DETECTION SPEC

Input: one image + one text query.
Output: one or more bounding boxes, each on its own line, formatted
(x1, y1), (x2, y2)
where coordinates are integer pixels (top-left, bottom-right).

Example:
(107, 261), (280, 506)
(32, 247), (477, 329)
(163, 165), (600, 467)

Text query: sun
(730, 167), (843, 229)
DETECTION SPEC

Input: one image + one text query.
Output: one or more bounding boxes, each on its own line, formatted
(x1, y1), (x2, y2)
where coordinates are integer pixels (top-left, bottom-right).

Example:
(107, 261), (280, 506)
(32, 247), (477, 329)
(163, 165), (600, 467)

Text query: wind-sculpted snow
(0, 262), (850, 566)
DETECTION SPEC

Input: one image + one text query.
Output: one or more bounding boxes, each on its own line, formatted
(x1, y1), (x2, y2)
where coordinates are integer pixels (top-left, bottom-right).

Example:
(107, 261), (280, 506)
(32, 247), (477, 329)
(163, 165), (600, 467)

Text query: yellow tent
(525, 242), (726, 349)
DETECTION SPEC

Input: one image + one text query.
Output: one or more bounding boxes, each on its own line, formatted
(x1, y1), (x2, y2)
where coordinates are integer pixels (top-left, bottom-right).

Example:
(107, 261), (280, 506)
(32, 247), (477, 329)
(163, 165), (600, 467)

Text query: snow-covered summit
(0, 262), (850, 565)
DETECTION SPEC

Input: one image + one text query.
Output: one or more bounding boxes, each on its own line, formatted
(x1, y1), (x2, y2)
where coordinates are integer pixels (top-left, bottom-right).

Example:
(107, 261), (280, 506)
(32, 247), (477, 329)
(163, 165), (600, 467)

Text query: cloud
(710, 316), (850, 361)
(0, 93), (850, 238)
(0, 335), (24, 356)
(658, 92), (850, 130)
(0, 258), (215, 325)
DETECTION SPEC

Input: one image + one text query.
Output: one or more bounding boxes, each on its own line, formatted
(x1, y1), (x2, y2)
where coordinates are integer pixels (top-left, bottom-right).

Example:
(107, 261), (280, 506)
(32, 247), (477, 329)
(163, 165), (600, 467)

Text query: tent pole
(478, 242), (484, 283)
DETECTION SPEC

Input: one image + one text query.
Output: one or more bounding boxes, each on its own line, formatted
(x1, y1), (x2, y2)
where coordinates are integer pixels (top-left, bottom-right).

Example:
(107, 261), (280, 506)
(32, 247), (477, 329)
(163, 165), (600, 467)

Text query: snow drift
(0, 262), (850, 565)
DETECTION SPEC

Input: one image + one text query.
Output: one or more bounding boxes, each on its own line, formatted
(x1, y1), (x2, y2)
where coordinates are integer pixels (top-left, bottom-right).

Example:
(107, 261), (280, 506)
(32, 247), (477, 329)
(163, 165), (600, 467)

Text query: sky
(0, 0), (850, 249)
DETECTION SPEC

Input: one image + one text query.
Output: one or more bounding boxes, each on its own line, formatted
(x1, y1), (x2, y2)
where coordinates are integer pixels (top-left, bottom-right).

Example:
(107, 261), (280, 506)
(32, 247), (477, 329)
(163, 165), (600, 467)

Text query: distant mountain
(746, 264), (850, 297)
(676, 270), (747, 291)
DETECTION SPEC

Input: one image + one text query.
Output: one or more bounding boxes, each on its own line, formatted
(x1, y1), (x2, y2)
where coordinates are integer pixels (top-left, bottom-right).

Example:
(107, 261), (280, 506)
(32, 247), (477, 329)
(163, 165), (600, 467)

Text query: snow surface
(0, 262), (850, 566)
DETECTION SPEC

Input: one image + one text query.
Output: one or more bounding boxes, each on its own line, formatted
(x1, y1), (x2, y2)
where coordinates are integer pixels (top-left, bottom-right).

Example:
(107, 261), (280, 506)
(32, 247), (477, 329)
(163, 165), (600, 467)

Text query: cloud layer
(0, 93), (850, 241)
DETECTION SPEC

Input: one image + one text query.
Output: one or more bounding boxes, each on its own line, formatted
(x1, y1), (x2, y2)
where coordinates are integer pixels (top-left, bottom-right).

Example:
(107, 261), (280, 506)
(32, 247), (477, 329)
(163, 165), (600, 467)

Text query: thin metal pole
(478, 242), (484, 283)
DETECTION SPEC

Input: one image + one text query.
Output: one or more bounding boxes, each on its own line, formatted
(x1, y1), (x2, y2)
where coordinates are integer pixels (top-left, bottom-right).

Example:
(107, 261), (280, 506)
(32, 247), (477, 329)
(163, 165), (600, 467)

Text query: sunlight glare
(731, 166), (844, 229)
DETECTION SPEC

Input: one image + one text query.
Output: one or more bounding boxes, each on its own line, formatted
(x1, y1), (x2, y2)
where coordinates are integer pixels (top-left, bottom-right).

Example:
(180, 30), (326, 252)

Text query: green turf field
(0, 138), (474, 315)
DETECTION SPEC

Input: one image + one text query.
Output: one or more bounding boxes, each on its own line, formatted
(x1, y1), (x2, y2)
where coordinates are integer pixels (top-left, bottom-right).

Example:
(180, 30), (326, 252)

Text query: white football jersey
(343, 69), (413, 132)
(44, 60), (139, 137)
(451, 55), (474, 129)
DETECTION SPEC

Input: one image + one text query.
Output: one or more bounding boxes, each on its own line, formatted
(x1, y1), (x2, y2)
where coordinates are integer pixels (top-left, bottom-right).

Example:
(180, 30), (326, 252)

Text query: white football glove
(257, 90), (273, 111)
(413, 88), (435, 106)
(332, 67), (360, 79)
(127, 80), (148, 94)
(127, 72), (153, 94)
************
_EXERCISE DETAILS_:
Show every line of the records above that contains the string "white".

_WRITTEN ANSWER_:
Text query: white football jersey
Text query: white football glove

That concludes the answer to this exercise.